+++ Provided data
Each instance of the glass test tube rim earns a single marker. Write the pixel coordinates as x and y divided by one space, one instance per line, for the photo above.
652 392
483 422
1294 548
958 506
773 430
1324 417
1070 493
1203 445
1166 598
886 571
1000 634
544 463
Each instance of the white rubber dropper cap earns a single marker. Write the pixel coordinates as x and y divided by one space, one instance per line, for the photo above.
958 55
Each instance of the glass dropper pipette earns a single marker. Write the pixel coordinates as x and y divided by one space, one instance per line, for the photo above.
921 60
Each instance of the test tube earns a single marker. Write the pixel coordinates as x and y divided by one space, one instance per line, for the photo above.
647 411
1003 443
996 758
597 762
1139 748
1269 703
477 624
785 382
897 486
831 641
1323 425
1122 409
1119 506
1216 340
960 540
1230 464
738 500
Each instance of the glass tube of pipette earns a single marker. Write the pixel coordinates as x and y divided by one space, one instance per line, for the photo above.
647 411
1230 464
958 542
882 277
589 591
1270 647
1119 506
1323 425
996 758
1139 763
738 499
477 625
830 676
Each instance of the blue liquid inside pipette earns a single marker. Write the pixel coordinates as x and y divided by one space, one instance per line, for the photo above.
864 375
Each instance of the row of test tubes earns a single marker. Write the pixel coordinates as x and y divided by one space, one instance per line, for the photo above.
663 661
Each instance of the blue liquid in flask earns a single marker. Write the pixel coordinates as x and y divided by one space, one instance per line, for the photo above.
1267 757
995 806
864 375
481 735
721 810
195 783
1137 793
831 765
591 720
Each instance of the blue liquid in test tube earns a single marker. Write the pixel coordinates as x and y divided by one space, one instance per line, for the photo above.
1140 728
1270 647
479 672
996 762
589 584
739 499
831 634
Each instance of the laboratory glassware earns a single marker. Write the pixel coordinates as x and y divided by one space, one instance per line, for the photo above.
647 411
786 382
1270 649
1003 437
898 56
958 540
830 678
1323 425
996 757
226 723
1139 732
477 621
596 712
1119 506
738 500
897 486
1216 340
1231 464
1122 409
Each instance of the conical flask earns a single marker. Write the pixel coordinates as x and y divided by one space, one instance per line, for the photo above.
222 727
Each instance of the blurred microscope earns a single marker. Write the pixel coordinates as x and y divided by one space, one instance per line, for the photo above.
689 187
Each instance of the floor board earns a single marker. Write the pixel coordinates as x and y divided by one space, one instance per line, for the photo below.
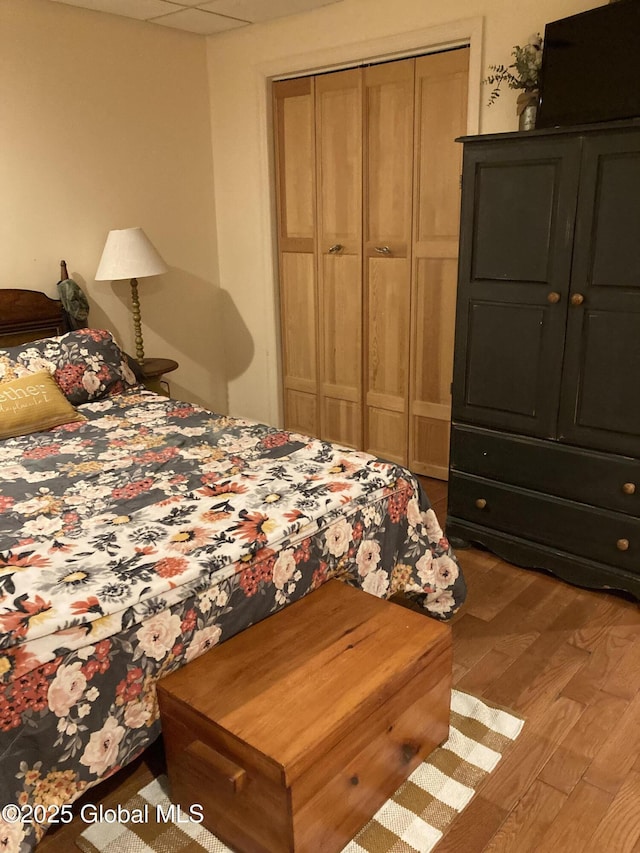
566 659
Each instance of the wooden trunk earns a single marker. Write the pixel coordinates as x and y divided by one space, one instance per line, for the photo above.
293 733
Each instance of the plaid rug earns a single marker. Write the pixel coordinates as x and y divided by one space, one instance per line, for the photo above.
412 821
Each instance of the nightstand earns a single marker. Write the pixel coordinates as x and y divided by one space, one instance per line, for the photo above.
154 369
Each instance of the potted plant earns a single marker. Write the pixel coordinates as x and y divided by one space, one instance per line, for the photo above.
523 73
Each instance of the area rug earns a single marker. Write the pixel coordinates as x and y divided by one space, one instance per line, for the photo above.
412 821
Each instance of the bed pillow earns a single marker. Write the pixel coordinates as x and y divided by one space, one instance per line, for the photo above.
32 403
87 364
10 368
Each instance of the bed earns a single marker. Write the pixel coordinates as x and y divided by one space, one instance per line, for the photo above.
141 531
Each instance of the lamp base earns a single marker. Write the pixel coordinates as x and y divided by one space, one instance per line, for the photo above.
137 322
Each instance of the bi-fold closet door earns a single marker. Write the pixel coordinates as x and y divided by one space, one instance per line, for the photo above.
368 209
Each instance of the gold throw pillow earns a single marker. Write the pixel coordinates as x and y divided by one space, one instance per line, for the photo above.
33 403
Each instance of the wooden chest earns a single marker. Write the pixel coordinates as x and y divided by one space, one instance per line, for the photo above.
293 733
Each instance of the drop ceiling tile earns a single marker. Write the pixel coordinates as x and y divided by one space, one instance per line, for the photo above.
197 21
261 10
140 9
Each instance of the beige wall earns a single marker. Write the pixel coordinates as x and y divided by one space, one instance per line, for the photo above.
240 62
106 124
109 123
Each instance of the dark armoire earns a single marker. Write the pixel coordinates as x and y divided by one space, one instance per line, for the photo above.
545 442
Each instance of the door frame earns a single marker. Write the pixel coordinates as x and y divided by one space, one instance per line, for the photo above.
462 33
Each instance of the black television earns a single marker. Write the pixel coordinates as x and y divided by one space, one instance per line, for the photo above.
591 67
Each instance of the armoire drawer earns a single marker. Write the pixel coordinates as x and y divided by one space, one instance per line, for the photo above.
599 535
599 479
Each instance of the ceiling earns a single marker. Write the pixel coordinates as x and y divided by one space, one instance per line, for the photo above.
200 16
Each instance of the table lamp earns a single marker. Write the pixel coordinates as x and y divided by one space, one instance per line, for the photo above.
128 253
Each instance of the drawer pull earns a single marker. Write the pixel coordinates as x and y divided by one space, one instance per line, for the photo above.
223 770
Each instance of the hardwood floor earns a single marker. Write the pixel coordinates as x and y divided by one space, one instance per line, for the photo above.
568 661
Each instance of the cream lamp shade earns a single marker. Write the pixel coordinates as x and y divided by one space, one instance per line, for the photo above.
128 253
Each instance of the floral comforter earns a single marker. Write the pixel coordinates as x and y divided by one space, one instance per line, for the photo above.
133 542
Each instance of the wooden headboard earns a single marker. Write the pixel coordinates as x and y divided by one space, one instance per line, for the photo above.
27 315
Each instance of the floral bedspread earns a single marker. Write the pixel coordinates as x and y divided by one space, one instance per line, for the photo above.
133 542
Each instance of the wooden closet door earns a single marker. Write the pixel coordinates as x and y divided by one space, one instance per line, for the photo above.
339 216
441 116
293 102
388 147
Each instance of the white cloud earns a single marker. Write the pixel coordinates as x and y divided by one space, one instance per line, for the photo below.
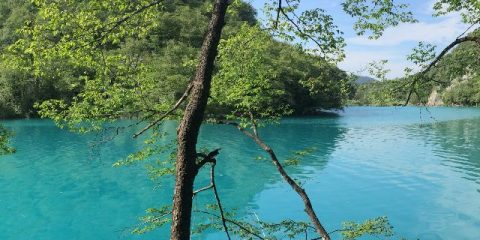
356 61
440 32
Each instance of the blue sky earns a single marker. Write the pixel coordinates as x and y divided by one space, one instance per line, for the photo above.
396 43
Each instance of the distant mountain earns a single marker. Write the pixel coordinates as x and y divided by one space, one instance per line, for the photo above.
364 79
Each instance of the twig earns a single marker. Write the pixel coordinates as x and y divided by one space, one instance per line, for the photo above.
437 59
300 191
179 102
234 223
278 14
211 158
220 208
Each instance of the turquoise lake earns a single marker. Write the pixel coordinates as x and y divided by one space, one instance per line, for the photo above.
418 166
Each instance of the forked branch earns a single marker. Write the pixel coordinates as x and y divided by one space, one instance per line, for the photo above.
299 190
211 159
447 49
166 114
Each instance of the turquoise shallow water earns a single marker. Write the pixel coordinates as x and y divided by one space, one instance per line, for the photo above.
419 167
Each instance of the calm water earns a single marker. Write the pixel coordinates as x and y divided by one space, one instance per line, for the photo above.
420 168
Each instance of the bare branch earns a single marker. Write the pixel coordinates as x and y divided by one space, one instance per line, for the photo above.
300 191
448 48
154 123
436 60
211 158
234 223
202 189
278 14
++++++
What the exercise asks: Please rewrite all of the material above as a JSON list of strings, one string per line, with blank lines dropped. Leave the pictures out of your answer.

Finished task:
[
  "Each instance of the glass test tube rim earns a single marker. Write the pixel coordinates as x and y divided by one space, one instance per line, for the photo above.",
  "652 392",
  "483 422",
  "1294 548",
  "958 506",
  "773 430",
  "1324 417",
  "1070 493",
  "1203 445",
  "1166 598",
  "886 571",
  "1000 634",
  "544 463",
  "Each instance of the white rubber dropper cap earns a single marker. Write the pixel coordinates as x and y divided by one space, one instance per line, for the photo above.",
  "958 55",
  "Each instance of the glass dropper pipette earns a single marker. Write the pixel coordinates as x and y divided by one space, one instance per line, for the photo above.",
  "921 60",
  "Each instance of the test tube earns a single marker. Write the pixel coordinates as x and y divided by one space, one instance per line, for the photo above.",
  "647 411",
  "1003 443",
  "996 758",
  "597 762",
  "1139 748",
  "1269 703",
  "477 624",
  "785 382",
  "897 486",
  "831 641",
  "1323 425",
  "1122 409",
  "1119 506",
  "1216 340",
  "960 540",
  "1230 464",
  "738 500",
  "Each instance of the glass tube of pipette earns a single marker. Write the pixel coordinates as x and y divided by one space, one instance per line, for the photo above.",
  "647 411",
  "1230 464",
  "958 542",
  "882 277",
  "589 591",
  "1270 647",
  "1119 506",
  "1323 425",
  "996 758",
  "1139 763",
  "738 499",
  "477 625",
  "830 676",
  "Each instance of the blue liquid inside pipette earns a single marker. Write the pixel coordinates as x and y divided by one space, one instance per line, for the photo above.",
  "864 375",
  "Each instance of the row of test tubes earns a single marker. Write the pixel coordinates as x and y divided by one space, one instance per line, for the photo above.",
  "663 661",
  "Each instance of the blue liquid in flask earns a single marker. Write the pixel coordinates as x and y divided by one space, one instance per line, for the photo above.",
  "1267 757",
  "995 806",
  "864 375",
  "481 735",
  "721 810",
  "195 783",
  "1137 793",
  "831 765",
  "591 720",
  "Each instance of the blue liquid in test tube earns a single marker. Write the pixel coordinates as x and y divided by one space, one instance per line, for the photo above.",
  "1140 728",
  "1270 647",
  "479 672",
  "996 762",
  "589 584",
  "739 499",
  "831 634",
  "Each instance of the laboratory glassware earns a single marker. Write the pixel coordinates as x and y divided by one space, one instance per line, for the photo above.",
  "647 411",
  "786 382",
  "1270 649",
  "1003 437",
  "898 56",
  "958 540",
  "830 678",
  "1323 425",
  "996 757",
  "226 723",
  "1139 732",
  "477 621",
  "596 712",
  "1119 506",
  "738 500",
  "897 486",
  "1216 340",
  "1231 464",
  "1122 409",
  "Each instance of the conical flask earns a single marker. Write the pixel coordinates as x and y divided by one space, one instance per line, for the photo above.",
  "222 727",
  "Each instance of the blurred microscope earns a single marker. Write the pixel coordinates as x and y divided by one space, one instance per line, for the photo above.",
  "689 187",
  "Each instance of the floor board earns a single marker. Write the pixel coordinates as x and y divided by one space, one instance per line, for the photo below.",
  "566 659",
  "Each instance of the wooden trunk earns a single marker. Write the pixel coordinates as x and y divided by one space, one instance per line, for the photo above.",
  "293 733",
  "Each instance of the plaid rug earns a single marker. Write the pixel coordinates as x and y divided by one space, one instance per line, for the photo above.",
  "412 821",
  "Each instance of the nightstand earns a single marker. Write the pixel coordinates as x and y divided by one space, one instance per line, for the photo above.",
  "154 369",
  "Each instance of the potted plant earns a single marker. Write the pixel coordinates as x and y divided by one space, one instance per line, for the photo above.",
  "523 73",
  "Each instance of the area rug earns a single marker. Write the pixel coordinates as x and y divided by one space, one instance per line, for the photo above.",
  "412 821",
  "Each instance of the bed pillow earns a single marker. Write the pixel coordinates as x and y divided by one space, one instance per line, for the photo above.",
  "32 403",
  "87 364",
  "10 368",
  "Each instance of the bed earns a single marker. Write the pixel coordinates as x and y divided by one space, one instance per line, for the photo above.",
  "141 531",
  "Each instance of the lamp base earns a single marker. Write the pixel coordinates as x and y divided by one space, one instance per line, for the photo above.",
  "137 322",
  "Each instance of the bi-fold closet door earns a single marker. Write the pixel coordinates as x and y divided by one space, one instance per line, for the photo above.",
  "368 209",
  "Each instance of the gold throw pillow earns a single marker. Write the pixel coordinates as x and y divided by one space, one instance per line, for the photo above.",
  "33 403",
  "Each instance of the wooden chest earns a single marker. Write the pixel coordinates as x and y divided by one space, one instance per line, for the photo above.",
  "293 733",
  "Each instance of the drop ceiling tile earns a single marker. Write the pixel coordinates as x and y divided by one space, one instance per line, for the photo above.",
  "197 21",
  "261 10",
  "140 9",
  "Each instance of the beige wall earns a single marker. Write the pixel coordinates as x and y divided by one space, one instance per line, for the photo above.",
  "240 62",
  "106 124",
  "109 123",
  "Each instance of the dark armoire earns a single marker. Write the pixel coordinates as x and y divided by one space, one instance per line, for the photo above.",
  "545 442",
  "Each instance of the door frame earns a single marker. Write the pixel coordinates as x and y divided by one space, one instance per line, for the photo above.",
  "462 33",
  "Each instance of the black television earns a single marker. Write the pixel coordinates as x and y divided by one space, one instance per line, for the photo above.",
  "591 67",
  "Each instance of the armoire drawer earns a single marker. Write the pixel coordinates as x and y divided by one space, one instance per line, for the photo above.",
  "599 535",
  "599 479",
  "Each instance of the ceiling earns a single marker. Write the pixel coordinates as x and y divided by one space, one instance per line, for the photo above.",
  "200 16",
  "Each instance of the table lamp earns a single marker. Write the pixel coordinates as x and y divided by one space, one instance per line, for the photo above.",
  "128 253",
  "Each instance of the drawer pull earns a single marker. Write the pixel coordinates as x and y divided by one space, one instance per line, for the photo above.",
  "223 770",
  "Each instance of the hardwood floor earns a single marker. Write the pixel coordinates as x and y divided by one space, one instance per line, for the photo above.",
  "568 661",
  "Each instance of the cream lamp shade earns a single marker. Write the pixel coordinates as x and y divided by one space, one instance per line, for the photo above.",
  "128 253",
  "Each instance of the floral comforter earns a single marker. Write the pixel coordinates as x and y divided by one space, one instance per line, for the photo above.",
  "133 542",
  "Each instance of the wooden headboard earns a single marker. Write the pixel coordinates as x and y divided by one space, one instance per line, for the photo above.",
  "27 315",
  "Each instance of the floral bedspread earns a single marker. Write the pixel coordinates as x and y divided by one space, one instance per line, for the photo above.",
  "133 542",
  "Each instance of the wooden closet door earns a single marker. Write the pixel coordinates as x and y divided by one space, one instance per line, for the photo above.",
  "339 216",
  "441 116",
  "293 102",
  "388 147",
  "Each instance of the white cloud earns a single marker. Write the pixel coordinates as x and y divided by one space, one instance per line, for the photo below.",
  "356 61",
  "440 32",
  "Each instance of the blue sky earns a single marker. Write the pixel coordinates as x and y divided by one space, one instance per line, for the photo above.",
  "396 43",
  "Each instance of the distant mountain earns a single marker. Write the pixel coordinates as x and y divided by one space, one instance per line, for the photo above.",
  "364 79",
  "Each instance of the twig earns a single marker. Write the pixel coordinates as x and y divided by one space, one instance per line, for the photo above.",
  "437 59",
  "300 191",
  "179 102",
  "234 223",
  "278 14",
  "211 158",
  "220 208",
  "Each instance of the turquoise lake earns a single marker. Write the pixel coordinates as x and y divided by one space, one instance per line, for the photo above.",
  "418 166",
  "Each instance of the forked branch earns a single marker. Write the pixel coordinates as x and y divided by one space, one instance per line, for the photo above.",
  "299 190",
  "211 159",
  "447 49",
  "166 114",
  "Each instance of the turquoise shallow water earns a single marker. Write the pixel coordinates as x and y divided by one space, one instance per line, for the photo above.",
  "419 167",
  "Each instance of the calm water earns a single marker. Write the pixel coordinates as x and y divided by one space, one instance per line, for the photo above.",
  "420 168",
  "Each instance of the bare branch earns a single marker. Write the pixel coordinates as x and y divided by one space, one instance per line, for the photo above.",
  "300 191",
  "448 48",
  "154 123",
  "436 60",
  "211 158",
  "234 223",
  "202 189",
  "278 14"
]